## How to complete this task
Each record beneath this line should be returned exactly as it is.

## The input
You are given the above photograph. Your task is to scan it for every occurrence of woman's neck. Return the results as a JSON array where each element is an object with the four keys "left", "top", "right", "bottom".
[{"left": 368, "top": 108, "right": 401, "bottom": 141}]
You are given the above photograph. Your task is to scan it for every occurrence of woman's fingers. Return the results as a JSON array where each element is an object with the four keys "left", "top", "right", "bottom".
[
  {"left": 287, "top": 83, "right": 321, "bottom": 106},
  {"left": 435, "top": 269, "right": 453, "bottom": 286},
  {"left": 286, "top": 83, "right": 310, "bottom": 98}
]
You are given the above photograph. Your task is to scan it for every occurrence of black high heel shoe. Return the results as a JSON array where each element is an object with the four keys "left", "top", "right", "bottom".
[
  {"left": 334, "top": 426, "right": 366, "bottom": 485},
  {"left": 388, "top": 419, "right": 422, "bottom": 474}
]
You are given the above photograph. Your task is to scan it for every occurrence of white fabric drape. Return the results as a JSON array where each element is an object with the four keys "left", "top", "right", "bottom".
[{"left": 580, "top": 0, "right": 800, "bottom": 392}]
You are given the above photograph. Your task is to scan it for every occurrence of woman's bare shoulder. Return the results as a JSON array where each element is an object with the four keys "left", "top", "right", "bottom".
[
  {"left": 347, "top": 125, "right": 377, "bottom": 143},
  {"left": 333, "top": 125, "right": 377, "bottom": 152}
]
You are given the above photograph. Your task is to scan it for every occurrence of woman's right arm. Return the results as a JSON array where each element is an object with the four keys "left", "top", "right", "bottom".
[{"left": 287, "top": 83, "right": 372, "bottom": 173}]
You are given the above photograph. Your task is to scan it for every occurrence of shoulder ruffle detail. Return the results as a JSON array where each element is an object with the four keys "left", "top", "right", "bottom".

## Result for this task
You are given the above photograph. Your task is to scan it for every occurrence of woman's neck. Return the results as a JSON array where each element is an object with the four keys "left", "top", "right", "bottom".
[{"left": 368, "top": 108, "right": 401, "bottom": 141}]
You are given the above photograph. Your task is to scan it for every occurrence of woman's fingers. Return the results as a JSON array where each element is an object with the four keys "left", "top", "right", "bottom".
[
  {"left": 287, "top": 83, "right": 321, "bottom": 106},
  {"left": 435, "top": 269, "right": 453, "bottom": 286},
  {"left": 286, "top": 83, "right": 310, "bottom": 98}
]
You are given the above photograph. Your task is to scan it for every occurrence of black high heel shoe. Return the results as a JSON array where each element is an object with the four keys "left", "top", "right", "bottom".
[
  {"left": 334, "top": 426, "right": 366, "bottom": 485},
  {"left": 388, "top": 419, "right": 422, "bottom": 474}
]
You are given the above photograph. Your task is to scan it for every occurrence of white fabric drape. Return the results as a JSON array where each element is an object with the four keys "left", "top", "right", "bottom".
[{"left": 580, "top": 0, "right": 800, "bottom": 392}]
You are given the above photograph. Your task is to scan it for every occurrence of woman's bare shoulder. Return the results as a JSON array where each element is an object with the four keys "left", "top", "right", "bottom".
[
  {"left": 347, "top": 125, "right": 377, "bottom": 143},
  {"left": 333, "top": 125, "right": 377, "bottom": 152}
]
You are given the above photograph. Your task is to scan it for every occurrence of woman's right arm. Return the results as a JSON array where each element is an object with the four keys "left", "top", "right", "bottom".
[{"left": 287, "top": 83, "right": 372, "bottom": 173}]
You are given the above photograph. Your task is to scan it for every occurrence of shoulder ruffle detail. Return the results as a JSON array where each element is an object with the four keys "left", "top", "right", "bottom".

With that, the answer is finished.